# [Text to read]
[R] How to *completely* stop a script after stop()?

Jonathan P Daily jdaily at usgs.gov
Fri Apr 8 19:29:10 CEST 2011


Would options(error = recover) be of some help?
--------------------------------------
Jonathan P. Daily
Technician - USGS Leetown Science Center
11649 Leetown Road
Kearneysville WV, 25430
(304) 724-4480
"Is the room still a room when its empty? Does the room,
 the thing itself have purpose? Or do we, what's the word... imbue it."
     - Jubal Early, Firefly

r-help-bounces at r-project.org wrote on 04/08/2011 12:38:37 PM:

> [image removed] 
> 
> Re: [R] How to *completely* stop a script after stop()?
> 
> Duncan Murdoch 
> 
> to:
> 
> algorimancer
> 
> 04/08/2011 12:40 PM
> 
> Sent by:
> 
> r-help-bounces at r-project.org
> 
> Cc:
> 
> r-help
> 
> On 08/04/2011 11:47 AM, algorimancer wrote:
> > I too am encountering this problem.  When I have a large script, if I 
select
> > all in the editor and then ctrl-r to run, if it encounters a stop() 
function
> > it simply prints an error message and continues to execute the 
remainder of
> > the script, as opposed to terminating execution at that line.  The 
quit()

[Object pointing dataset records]
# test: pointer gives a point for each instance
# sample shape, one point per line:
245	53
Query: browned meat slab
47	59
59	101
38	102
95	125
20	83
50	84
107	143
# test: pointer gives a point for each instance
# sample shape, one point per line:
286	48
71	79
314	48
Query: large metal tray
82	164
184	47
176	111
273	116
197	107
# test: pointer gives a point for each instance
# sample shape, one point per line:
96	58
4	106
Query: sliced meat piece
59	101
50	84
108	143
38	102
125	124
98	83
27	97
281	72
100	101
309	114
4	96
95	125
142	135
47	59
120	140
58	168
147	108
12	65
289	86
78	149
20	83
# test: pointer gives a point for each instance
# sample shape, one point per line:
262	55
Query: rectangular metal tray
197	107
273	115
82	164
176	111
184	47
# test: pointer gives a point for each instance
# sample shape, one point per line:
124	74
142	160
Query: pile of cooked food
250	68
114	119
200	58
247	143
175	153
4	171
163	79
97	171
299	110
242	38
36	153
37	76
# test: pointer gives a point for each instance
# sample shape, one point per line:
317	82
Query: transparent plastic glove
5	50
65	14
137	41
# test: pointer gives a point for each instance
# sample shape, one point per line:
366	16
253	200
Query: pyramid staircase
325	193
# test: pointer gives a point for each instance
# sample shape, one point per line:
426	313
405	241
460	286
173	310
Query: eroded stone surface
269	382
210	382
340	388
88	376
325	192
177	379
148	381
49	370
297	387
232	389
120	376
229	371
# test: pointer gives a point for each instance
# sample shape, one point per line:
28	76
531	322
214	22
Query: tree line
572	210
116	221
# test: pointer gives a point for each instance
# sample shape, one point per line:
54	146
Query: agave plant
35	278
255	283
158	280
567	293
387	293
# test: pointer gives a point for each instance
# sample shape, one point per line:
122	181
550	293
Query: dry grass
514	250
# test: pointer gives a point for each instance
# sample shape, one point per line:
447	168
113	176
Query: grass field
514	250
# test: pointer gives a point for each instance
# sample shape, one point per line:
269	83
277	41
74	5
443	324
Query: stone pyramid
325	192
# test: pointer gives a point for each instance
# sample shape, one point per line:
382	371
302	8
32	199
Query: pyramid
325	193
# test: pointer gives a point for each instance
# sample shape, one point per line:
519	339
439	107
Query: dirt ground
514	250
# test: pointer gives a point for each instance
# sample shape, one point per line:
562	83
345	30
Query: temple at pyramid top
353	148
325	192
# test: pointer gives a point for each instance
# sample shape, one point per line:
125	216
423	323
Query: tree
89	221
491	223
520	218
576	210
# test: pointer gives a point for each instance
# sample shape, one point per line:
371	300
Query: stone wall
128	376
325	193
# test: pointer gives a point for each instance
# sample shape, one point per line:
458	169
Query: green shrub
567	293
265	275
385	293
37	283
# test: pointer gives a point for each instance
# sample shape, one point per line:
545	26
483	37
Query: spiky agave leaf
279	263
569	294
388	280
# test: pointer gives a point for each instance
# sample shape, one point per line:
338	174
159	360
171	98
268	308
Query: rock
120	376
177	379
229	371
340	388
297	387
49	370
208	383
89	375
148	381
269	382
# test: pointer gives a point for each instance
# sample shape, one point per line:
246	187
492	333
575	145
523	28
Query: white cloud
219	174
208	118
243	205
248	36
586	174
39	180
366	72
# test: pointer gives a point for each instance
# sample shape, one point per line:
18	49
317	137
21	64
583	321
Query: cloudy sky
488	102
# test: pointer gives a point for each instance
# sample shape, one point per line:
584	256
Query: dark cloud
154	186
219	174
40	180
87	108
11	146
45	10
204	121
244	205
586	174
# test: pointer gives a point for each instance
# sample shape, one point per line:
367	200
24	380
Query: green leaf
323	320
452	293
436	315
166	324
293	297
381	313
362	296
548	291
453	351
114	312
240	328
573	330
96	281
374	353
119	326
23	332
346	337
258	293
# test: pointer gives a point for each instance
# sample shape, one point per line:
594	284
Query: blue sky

# [Aim]
Reproduce the mailing-list message word for word, between "- Jubal Early, Firefly" and "Re: [R] How to *completely* stop a script after stop()?", inclusive. The records were drawn from a separate source and bear no relation to the mailing-list message.

# [Result of this task]
- Jubal Early, Firefly

r-help-bounces at r-project.org wrote on 04/08/2011 12:38:37 PM:

> [image removed] 
> 
> Re: [R] How to *completely* stop a script after stop()?